▸ **Tujuan 1**:
Tulis ulang seluruh baris pada entri, mulai dari baris yang memuat "Provide the segmentation of every instance of the green" hingga baris yang memuat "[[89,243],[89,246],[99,266],[126,258],[121,233],[115,237]]" (keduanya termasuk), dengan mengganti "pencil holder" menjadi "pen holder" dan membiarkan bagian lain tetap sama. Gambar tidak perlu disertakan dalam jawaban.

▸ **Teks Bacaan**:
▬▬▬
Rektor IKIP PGRI Madiun Menilai Revolusi Mental Kurang Sempurna, Ini Alasannya
“Menurut pribadi saya, isi Revolusi Mental kurang sempurna."
Editor: Robertus Rimawan
TRIBUNNEWS.COM, MADIUN - Revolusi Mental Presiden Joko Widodo akan lebih sempurna jika memasukkan Pancasila di dalamnya.
Sikap tegas untuk mempertahankan serta melaksanakan sila-sila Pancasila dirasa perlu untuk menyempurnakan butir-butir Revolusi Mental yang dicanangkan oleh Joko Widodo.
Demikian ditegaskan oleh Rektor IKIP PGRI Madiun, DR H Parji MPd pada seminar dan buka bersama di Universitas Katolik Widya Mandala (UNWIMA), Madiun dengan thema “Memperkuat Pancasila Di Tengah Arus Modernisasi Dengan Melaksanakan Sila-Silanya”, Selasa (21/6/2016).
▬▬▬
▸ **Tujuan 2**:
Salin dari teks bacaan tentang Revolusi Mental semua bagian mulai dari "Sikap tegas untuk" hingga "oleh Joko Widodo." tanpa perubahan apa pun.
▬▬▬
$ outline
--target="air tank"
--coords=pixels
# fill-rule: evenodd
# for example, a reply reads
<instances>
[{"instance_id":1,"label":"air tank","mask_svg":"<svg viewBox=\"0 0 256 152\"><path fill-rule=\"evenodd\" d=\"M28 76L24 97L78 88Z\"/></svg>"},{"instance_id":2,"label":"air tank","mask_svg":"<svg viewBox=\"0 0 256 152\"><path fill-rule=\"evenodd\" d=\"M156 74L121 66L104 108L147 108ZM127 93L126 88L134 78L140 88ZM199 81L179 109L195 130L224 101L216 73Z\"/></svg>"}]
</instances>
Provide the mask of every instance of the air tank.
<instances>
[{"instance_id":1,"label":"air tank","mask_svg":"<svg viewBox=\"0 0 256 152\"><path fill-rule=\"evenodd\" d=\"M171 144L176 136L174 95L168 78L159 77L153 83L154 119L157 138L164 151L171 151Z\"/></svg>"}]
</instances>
▬▬▬
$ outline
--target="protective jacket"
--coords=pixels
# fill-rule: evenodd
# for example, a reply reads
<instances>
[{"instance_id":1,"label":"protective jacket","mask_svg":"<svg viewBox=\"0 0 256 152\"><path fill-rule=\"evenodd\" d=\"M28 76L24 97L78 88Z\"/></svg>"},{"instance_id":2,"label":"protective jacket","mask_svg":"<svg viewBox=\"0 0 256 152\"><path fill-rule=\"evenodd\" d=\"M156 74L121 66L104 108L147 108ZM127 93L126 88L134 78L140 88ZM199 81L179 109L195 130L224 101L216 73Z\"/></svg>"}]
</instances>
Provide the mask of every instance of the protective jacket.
▬▬▬
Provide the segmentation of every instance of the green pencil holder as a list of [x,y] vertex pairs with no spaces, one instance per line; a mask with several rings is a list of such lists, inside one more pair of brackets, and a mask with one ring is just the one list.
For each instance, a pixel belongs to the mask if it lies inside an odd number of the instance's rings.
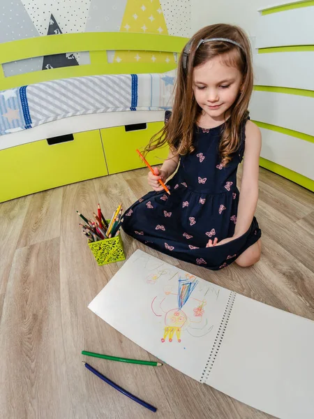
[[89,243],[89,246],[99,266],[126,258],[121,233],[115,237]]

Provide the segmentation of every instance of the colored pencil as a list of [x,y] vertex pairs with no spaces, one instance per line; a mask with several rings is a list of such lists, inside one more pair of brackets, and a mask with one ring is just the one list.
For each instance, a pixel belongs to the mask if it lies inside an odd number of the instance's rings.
▬▬▬
▸ **Penyelesaian Lengkap 1**:
Provide the segmentation of every instance of the green pen holder as a list of [x,y] vertex pairs with no spaces, one instance per line; a mask with several rings is a list of such lists, inside one more pair of brackets, and a mask with one ring is just the one list.
For each instance, a pixel belongs to the mask if it lies inside an odd number of the instance's rings.
[[89,243],[89,246],[99,266],[126,258],[121,233],[115,237]]

▸ **Penyelesaian Lengkap 2**:
Sikap tegas untuk mempertahankan serta melaksanakan sila-sila Pancasila dirasa perlu untuk menyempurnakan butir-butir Revolusi Mental yang dicanangkan oleh Joko Widodo.